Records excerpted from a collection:
- - - - - - -

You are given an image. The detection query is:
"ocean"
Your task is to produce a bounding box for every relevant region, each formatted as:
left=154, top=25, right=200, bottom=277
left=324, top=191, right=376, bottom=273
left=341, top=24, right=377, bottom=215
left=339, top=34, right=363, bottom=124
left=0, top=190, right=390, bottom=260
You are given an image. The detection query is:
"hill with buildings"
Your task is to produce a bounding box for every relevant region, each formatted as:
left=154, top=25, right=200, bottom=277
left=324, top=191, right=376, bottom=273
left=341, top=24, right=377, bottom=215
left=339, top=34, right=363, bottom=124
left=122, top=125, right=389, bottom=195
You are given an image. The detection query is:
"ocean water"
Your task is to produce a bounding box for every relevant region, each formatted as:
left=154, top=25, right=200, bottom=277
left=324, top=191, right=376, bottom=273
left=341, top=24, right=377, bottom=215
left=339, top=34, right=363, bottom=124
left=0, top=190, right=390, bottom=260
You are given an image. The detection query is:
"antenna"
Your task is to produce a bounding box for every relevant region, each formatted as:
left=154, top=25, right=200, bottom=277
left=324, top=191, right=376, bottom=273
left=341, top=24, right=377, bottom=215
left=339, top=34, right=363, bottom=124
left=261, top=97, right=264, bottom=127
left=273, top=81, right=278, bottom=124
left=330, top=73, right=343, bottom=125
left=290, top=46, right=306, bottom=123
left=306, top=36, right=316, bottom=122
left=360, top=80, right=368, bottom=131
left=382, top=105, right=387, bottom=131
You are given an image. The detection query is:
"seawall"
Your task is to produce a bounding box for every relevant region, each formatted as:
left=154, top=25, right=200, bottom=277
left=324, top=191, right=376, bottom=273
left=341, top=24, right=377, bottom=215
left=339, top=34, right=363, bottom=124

- - - - - - -

_Problem to solve_
Render every line of the records above as a JSON list of strings, with one string per line and no blank lines.

_Solution to this task_
[
  "You are given an image. The detection query is:",
  "\"ocean\"",
  "Your task is to produce a bounding box for every relevant region, each formatted as:",
  "left=154, top=25, right=200, bottom=277",
  "left=324, top=191, right=376, bottom=273",
  "left=341, top=24, right=377, bottom=215",
  "left=339, top=34, right=363, bottom=124",
  "left=0, top=190, right=390, bottom=260",
  "You are given an image. The detection query is:",
  "\"hill with buildings\"",
  "Your task is to produce a bounding box for every relevant region, each formatted as:",
  "left=154, top=25, right=200, bottom=277",
  "left=324, top=191, right=376, bottom=273",
  "left=341, top=24, right=377, bottom=215",
  "left=339, top=34, right=363, bottom=124",
  "left=122, top=125, right=389, bottom=195",
  "You are given an image. The detection query is:",
  "\"ocean water\"",
  "Your task is to produce a bounding box for every relevant region, each formatted as:",
  "left=154, top=25, right=200, bottom=277",
  "left=324, top=191, right=376, bottom=273",
  "left=341, top=24, right=377, bottom=215",
  "left=339, top=34, right=363, bottom=124",
  "left=0, top=190, right=390, bottom=260",
  "You are given an image. The detection query is:",
  "\"antenna\"",
  "Your task is to produce a bounding box for every relevant region, each formatted as:",
  "left=154, top=25, right=200, bottom=277",
  "left=324, top=191, right=376, bottom=273",
  "left=341, top=24, right=377, bottom=215",
  "left=339, top=34, right=363, bottom=124",
  "left=261, top=97, right=264, bottom=127",
  "left=273, top=81, right=278, bottom=124",
  "left=330, top=73, right=343, bottom=125",
  "left=290, top=46, right=306, bottom=123",
  "left=306, top=36, right=316, bottom=122",
  "left=360, top=80, right=368, bottom=131",
  "left=382, top=105, right=387, bottom=131",
  "You are given an image. The detection query is:",
  "\"seawall\"",
  "Your task is to produce a bounding box for every relevant region, each formatted as:",
  "left=154, top=25, right=200, bottom=277",
  "left=324, top=191, right=376, bottom=273",
  "left=341, top=24, right=377, bottom=215",
  "left=339, top=34, right=363, bottom=124"
]